• **Exercise input**
::::

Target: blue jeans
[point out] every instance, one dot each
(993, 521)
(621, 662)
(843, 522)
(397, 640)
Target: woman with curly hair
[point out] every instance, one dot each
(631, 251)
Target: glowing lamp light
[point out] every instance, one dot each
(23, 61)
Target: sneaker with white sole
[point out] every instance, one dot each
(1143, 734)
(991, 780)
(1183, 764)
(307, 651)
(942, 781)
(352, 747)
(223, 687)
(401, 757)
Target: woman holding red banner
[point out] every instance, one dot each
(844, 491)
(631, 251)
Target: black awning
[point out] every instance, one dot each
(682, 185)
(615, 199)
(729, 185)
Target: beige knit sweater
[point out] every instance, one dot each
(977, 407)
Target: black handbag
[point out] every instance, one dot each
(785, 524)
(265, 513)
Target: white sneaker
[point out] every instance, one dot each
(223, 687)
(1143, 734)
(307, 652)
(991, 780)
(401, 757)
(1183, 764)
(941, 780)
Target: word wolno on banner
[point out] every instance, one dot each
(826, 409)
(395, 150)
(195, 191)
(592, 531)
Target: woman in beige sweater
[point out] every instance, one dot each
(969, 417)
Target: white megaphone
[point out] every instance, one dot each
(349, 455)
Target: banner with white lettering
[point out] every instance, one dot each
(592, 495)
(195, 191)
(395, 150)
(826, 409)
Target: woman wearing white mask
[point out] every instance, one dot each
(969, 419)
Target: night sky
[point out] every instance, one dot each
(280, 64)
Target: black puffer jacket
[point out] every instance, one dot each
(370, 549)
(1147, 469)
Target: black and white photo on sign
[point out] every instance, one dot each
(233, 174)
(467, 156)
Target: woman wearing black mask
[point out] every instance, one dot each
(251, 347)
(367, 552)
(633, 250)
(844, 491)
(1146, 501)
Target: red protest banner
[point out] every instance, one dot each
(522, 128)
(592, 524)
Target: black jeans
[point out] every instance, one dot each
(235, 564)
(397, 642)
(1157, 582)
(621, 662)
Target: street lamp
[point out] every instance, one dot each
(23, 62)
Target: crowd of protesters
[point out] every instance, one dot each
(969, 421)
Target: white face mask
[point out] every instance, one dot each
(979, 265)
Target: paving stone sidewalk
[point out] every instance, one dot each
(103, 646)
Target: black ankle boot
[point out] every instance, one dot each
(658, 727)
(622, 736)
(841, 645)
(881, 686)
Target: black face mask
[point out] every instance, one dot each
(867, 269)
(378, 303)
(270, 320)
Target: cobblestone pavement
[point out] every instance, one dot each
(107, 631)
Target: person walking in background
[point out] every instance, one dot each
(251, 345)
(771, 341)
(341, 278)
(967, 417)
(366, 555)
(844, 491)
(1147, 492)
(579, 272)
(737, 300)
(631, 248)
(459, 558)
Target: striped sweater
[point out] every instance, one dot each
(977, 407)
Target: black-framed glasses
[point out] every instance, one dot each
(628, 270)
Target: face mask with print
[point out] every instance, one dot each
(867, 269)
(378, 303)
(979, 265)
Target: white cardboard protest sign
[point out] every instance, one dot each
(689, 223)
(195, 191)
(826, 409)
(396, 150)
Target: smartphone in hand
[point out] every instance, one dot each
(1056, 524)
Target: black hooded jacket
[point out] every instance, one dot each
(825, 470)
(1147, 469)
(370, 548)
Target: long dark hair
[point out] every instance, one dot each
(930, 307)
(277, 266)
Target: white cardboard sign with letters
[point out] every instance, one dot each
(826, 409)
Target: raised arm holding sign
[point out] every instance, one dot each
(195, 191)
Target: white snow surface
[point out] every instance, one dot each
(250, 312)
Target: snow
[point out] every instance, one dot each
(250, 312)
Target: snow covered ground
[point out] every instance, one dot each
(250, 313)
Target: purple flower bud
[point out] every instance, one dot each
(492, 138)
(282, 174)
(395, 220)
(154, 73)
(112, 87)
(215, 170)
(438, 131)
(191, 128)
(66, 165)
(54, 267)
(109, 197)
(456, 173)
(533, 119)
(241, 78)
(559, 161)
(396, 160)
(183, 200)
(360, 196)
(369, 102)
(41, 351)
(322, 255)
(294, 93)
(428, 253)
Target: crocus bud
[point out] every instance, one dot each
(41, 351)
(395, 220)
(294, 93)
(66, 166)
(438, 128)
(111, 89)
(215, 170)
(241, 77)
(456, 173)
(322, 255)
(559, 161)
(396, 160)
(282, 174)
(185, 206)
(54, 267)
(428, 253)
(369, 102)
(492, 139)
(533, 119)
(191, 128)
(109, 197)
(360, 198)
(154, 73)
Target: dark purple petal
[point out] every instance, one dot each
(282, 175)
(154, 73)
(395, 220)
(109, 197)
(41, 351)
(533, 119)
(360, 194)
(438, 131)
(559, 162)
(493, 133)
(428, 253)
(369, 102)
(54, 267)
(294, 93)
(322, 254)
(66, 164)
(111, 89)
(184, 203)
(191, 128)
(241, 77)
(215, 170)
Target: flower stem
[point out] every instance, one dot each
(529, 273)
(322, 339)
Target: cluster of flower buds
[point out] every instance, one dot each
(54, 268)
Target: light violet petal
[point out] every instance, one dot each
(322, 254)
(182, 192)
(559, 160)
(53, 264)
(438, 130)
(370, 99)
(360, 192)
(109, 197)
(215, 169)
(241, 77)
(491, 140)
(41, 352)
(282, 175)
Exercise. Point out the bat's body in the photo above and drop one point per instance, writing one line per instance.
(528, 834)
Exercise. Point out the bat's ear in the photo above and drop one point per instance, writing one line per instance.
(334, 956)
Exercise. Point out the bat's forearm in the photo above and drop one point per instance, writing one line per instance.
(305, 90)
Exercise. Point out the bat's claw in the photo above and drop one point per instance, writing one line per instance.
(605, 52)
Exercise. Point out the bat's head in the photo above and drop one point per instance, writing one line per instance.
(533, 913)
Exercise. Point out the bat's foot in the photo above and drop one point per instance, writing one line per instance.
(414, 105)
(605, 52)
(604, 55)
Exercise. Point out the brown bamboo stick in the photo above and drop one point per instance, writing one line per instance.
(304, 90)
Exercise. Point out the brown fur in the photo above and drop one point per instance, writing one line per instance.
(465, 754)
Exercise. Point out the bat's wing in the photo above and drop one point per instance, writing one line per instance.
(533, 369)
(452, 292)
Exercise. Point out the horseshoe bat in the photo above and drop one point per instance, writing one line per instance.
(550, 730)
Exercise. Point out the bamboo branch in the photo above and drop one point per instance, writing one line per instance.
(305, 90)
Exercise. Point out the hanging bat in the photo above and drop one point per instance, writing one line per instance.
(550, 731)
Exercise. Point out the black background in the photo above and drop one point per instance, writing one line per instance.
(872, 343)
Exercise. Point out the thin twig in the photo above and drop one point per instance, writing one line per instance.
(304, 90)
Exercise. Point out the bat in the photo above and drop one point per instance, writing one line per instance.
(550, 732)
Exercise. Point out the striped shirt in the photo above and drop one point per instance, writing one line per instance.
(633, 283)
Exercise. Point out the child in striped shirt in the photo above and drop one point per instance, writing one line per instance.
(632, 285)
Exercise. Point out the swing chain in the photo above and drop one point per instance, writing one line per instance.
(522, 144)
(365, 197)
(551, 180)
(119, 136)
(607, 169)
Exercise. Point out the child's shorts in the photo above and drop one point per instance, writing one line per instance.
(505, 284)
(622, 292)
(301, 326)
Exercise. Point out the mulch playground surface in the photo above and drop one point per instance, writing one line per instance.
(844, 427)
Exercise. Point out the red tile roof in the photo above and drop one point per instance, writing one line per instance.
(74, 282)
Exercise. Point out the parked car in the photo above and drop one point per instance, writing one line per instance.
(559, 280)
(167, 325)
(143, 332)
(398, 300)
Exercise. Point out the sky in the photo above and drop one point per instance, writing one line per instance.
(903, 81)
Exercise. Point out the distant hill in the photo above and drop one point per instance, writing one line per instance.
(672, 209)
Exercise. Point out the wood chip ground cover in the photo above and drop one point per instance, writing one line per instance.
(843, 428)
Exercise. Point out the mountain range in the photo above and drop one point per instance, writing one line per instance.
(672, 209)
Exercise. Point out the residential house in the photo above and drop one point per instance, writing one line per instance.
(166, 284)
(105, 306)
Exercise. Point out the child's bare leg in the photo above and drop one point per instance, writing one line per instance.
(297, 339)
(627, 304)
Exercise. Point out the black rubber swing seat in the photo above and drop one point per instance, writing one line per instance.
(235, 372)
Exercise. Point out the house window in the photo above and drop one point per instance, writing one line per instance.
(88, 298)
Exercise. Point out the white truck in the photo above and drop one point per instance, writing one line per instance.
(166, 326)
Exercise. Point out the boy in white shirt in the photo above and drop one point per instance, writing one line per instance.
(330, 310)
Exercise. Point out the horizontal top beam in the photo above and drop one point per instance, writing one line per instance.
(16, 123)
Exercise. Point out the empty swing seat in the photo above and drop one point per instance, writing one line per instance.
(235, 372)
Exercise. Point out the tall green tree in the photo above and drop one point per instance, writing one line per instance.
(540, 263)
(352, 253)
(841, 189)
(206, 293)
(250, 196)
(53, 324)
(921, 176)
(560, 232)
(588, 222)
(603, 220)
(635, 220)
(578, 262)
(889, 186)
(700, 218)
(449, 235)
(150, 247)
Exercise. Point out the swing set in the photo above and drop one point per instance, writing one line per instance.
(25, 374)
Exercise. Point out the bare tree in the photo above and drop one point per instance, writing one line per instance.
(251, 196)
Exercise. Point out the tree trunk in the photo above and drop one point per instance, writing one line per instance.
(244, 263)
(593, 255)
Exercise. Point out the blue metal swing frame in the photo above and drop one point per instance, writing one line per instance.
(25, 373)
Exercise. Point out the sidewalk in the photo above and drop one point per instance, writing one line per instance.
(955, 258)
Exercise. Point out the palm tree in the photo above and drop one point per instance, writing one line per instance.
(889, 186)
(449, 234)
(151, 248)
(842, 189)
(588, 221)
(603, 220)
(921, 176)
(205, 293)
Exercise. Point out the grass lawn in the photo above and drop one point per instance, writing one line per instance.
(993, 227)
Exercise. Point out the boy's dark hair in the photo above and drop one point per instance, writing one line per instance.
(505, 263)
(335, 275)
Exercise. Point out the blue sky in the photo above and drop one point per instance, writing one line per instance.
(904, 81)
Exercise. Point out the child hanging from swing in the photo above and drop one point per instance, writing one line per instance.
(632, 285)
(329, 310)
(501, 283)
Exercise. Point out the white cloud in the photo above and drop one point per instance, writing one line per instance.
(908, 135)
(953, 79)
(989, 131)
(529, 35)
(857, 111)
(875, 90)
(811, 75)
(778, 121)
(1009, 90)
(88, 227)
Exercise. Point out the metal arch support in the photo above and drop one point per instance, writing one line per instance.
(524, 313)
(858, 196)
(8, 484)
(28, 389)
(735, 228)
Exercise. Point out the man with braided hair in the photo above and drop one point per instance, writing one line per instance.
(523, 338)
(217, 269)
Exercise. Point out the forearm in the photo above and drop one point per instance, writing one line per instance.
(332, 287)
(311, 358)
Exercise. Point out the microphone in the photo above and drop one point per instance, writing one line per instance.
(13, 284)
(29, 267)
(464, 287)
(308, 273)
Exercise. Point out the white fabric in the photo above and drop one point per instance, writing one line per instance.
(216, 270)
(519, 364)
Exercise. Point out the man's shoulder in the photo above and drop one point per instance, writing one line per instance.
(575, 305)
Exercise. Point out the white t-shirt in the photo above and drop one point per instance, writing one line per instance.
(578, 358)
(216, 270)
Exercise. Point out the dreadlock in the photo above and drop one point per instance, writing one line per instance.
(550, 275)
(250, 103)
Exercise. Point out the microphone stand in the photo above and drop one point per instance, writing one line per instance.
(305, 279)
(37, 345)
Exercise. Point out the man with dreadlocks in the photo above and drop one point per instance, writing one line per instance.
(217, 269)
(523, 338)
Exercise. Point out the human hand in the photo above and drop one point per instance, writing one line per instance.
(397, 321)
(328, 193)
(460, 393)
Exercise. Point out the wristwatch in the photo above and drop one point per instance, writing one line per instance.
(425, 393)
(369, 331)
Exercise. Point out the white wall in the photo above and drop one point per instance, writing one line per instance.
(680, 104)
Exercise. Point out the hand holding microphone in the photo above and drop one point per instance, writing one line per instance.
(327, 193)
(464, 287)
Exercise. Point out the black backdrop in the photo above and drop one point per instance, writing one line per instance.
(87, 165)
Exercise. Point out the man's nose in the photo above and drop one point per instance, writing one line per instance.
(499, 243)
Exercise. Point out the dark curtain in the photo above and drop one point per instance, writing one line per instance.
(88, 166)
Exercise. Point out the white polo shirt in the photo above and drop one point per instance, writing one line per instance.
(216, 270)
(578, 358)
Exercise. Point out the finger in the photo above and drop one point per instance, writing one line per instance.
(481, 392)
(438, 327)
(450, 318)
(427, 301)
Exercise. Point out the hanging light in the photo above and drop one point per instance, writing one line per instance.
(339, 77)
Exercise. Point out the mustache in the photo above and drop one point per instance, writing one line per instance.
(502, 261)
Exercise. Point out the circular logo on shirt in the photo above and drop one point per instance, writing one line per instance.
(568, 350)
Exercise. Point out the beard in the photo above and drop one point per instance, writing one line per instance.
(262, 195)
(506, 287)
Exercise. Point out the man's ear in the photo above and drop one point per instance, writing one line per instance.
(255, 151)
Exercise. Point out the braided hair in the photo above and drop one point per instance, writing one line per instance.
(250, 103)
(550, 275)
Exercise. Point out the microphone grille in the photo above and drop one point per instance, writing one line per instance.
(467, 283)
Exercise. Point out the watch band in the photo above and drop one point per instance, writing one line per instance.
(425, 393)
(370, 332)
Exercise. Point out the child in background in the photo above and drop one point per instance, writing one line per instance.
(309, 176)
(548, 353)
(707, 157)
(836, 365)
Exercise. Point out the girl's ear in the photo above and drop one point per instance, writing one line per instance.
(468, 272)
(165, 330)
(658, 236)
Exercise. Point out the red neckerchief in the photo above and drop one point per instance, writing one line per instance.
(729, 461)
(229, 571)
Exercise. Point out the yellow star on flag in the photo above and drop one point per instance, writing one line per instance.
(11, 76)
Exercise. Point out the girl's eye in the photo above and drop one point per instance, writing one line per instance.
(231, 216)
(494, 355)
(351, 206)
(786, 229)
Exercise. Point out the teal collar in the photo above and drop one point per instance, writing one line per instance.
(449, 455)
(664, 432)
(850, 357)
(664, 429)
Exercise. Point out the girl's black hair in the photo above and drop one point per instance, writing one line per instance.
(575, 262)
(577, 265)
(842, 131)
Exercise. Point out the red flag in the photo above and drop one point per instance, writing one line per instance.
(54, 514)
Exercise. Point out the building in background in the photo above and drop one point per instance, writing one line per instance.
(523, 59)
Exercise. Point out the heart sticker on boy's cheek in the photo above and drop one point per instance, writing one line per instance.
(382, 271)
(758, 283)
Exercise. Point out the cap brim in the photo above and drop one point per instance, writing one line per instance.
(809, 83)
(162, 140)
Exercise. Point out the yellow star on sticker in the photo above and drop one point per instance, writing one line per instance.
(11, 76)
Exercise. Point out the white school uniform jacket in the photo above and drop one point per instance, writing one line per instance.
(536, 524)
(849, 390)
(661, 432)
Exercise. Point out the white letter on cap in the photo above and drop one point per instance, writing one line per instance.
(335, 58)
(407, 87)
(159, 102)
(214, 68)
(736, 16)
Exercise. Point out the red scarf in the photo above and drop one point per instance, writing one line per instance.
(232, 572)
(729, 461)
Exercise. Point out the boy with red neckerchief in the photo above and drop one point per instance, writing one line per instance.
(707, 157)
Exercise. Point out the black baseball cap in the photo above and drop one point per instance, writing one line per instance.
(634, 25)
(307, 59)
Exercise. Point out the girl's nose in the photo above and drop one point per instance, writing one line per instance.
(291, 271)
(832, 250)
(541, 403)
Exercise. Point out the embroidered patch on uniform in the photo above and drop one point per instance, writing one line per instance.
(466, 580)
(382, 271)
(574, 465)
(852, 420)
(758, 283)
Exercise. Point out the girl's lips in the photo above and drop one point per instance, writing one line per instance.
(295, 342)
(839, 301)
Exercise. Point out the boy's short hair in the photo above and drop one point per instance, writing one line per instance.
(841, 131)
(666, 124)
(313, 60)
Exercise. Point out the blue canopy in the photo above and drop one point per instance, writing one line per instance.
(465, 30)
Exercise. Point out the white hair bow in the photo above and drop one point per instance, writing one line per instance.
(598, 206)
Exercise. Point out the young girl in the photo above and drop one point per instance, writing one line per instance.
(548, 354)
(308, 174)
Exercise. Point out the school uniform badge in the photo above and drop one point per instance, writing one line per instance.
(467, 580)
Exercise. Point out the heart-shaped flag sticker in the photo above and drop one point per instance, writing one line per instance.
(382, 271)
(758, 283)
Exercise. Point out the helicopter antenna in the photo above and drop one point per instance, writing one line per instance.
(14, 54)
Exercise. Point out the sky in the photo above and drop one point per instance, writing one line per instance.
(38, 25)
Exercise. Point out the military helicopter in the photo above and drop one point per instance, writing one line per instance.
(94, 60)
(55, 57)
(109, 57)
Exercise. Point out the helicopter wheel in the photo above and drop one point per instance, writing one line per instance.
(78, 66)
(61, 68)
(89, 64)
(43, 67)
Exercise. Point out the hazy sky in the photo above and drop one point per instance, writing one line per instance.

::::

• **Aim of the task**
Everything from the line with "Exercise. Point out the helicopter antenna" through the last line of the material above should be echoed exactly, and nothing else.

• **Output below**
Exercise. Point out the helicopter antenna in the photo above and drop one point per instance, writing one line per instance.
(14, 54)
Exercise. Point out the sky in the photo above and drop one point per instance, writing one line per instance.
(38, 25)
Exercise. Point out the military helicopter in the photo above and drop one point per instance, writing one line per instance.
(94, 60)
(55, 57)
(109, 57)
Exercise. Point out the helicopter wheel in the photo above and drop one point per instance, writing one line per instance.
(78, 66)
(61, 68)
(89, 64)
(43, 67)
Exercise. Point out the hazy sky in the photo above and drop one point per instance, writing one line per instance.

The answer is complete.